[Dataset entries]
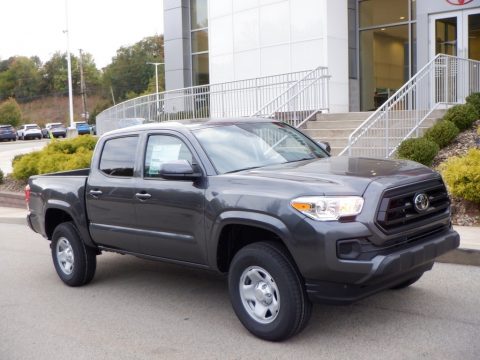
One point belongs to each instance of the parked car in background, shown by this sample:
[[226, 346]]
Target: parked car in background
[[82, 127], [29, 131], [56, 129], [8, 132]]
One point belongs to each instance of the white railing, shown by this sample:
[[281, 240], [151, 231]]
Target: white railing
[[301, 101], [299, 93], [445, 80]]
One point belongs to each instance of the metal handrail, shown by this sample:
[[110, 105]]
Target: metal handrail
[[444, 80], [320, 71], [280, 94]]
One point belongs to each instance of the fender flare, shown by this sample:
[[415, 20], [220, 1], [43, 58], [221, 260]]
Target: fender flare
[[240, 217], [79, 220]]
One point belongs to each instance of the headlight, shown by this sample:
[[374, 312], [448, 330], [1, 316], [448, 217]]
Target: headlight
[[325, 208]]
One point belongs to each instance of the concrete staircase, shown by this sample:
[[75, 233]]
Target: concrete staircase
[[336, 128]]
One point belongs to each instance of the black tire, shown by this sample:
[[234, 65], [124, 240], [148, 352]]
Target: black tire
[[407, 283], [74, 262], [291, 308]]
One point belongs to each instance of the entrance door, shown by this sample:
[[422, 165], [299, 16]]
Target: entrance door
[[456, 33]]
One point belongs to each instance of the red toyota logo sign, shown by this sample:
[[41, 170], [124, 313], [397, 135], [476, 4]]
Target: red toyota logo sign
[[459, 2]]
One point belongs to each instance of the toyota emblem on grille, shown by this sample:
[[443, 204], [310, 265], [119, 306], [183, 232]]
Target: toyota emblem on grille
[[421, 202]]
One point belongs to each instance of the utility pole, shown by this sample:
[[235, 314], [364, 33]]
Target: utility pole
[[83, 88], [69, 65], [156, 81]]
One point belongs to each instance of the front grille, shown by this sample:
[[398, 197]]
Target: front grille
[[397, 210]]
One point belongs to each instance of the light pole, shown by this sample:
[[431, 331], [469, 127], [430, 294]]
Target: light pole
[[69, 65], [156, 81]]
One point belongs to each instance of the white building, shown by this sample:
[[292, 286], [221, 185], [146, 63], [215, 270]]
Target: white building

> TASK BRIEF: Copy out the lines above verbatim, beginning with the line that contains "One point belongs to each instance of the headlight, shown" and continuing through the line that contains "[[325, 208]]".

> REPLY TO THE EXERCISE:
One point belongs to each instance of the headlight, shown by this sample:
[[374, 312], [448, 330], [1, 316], [448, 217]]
Target: headlight
[[325, 208]]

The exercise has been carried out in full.